▶ _The request_
Rewrite the data below with "distant tree" changed to "faraway tree" and everything else left as it is.

Location labeling data:

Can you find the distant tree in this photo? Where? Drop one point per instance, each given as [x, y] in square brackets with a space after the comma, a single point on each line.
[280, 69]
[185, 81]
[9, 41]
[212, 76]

▶ _Full output_
Can you find the faraway tree in this photo? Where? Drop one point per instance, each given as [x, y] in square brackets with a space after the comma, a single point on each line.
[280, 69]
[185, 81]
[9, 41]
[212, 76]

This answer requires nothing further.